(Records from a collection)
+ + + +

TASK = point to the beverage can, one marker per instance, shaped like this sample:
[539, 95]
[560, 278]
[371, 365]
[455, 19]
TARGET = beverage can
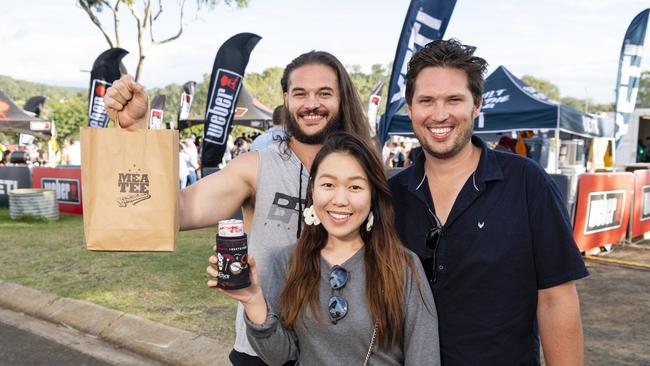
[232, 255]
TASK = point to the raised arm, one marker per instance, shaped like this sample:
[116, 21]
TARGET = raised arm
[560, 327]
[127, 102]
[219, 195]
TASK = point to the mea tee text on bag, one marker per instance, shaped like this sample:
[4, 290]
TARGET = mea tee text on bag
[130, 189]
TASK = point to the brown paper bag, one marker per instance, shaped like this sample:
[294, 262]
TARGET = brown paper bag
[130, 188]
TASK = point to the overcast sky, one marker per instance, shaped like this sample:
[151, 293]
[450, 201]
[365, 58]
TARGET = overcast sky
[574, 44]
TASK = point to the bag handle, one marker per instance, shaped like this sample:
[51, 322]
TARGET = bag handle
[117, 120]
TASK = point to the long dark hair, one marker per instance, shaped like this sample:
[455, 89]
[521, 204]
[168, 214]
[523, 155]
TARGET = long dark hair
[385, 257]
[351, 113]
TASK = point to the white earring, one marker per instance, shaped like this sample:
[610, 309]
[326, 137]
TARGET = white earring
[310, 216]
[371, 220]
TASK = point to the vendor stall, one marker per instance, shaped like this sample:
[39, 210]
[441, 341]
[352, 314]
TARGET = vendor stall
[15, 119]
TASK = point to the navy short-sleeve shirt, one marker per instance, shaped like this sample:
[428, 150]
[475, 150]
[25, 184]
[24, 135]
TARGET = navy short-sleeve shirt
[507, 236]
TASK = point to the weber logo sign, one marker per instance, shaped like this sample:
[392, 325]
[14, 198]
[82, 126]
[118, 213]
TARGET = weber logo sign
[645, 205]
[97, 116]
[604, 211]
[221, 106]
[67, 190]
[133, 187]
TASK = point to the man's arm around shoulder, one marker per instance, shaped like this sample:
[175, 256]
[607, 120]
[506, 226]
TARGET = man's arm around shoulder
[219, 195]
[560, 327]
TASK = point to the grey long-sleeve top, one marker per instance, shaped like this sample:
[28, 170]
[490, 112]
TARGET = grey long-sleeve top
[347, 342]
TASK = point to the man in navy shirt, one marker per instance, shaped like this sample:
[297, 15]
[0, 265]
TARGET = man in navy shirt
[490, 227]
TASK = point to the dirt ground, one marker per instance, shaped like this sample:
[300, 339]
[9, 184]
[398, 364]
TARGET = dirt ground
[615, 306]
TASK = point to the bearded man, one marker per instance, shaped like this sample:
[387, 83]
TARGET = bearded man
[270, 185]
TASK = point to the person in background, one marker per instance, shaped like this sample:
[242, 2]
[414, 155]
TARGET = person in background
[184, 163]
[490, 228]
[376, 307]
[193, 165]
[275, 133]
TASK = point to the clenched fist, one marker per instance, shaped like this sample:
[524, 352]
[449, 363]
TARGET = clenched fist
[125, 101]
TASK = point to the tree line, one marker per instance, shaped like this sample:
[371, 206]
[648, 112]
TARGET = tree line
[68, 107]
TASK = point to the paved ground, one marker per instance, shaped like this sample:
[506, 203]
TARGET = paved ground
[28, 341]
[615, 301]
[615, 304]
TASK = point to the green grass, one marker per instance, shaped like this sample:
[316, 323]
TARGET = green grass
[169, 288]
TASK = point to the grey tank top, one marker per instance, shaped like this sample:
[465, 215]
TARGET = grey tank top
[275, 221]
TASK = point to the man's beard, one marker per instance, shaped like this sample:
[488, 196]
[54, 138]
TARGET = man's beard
[293, 129]
[463, 139]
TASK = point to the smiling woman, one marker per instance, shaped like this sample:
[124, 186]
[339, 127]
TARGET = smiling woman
[349, 284]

+ + + +

* **CHALLENGE**:
Starting at the line that contains "TASK = point to the person", quote each remaining line of the entries above, unchanged.

* **SOLUTION FOR THIS PROBLEM**:
TASK = point to the person in background, one marker per instance, shaped like this sample:
[242, 2]
[414, 155]
TARGET = person in background
[184, 163]
[490, 228]
[376, 307]
[193, 165]
[275, 133]
TASK = point to the clenched fist, one marker per instance, shaped like this sample:
[524, 352]
[449, 363]
TARGET = clenched fist
[125, 101]
TASK = point to the tree line, one marker per instance, shaped like this sample:
[371, 206]
[648, 112]
TARGET = tree line
[68, 107]
TASK = point to the paved ground, one marker per instance, shaped like this sample:
[506, 203]
TARGET = paved ground
[28, 341]
[615, 301]
[615, 304]
TASK = point to the green grass, one marker per instance, shaped like this sample:
[316, 323]
TARGET = green grass
[169, 288]
TASK = point to the grey tank top, one marker per instance, shaped like this sample:
[465, 215]
TARGET = grey tank top
[275, 221]
TASK = point to the man's beard, one marker per instance, shaped like this sample:
[488, 196]
[54, 138]
TARGET = man's beard
[293, 129]
[463, 139]
TASK = point to the smiling woman, one marker per instance, shaped like this sample:
[124, 186]
[339, 127]
TARGET = smiling woman
[349, 284]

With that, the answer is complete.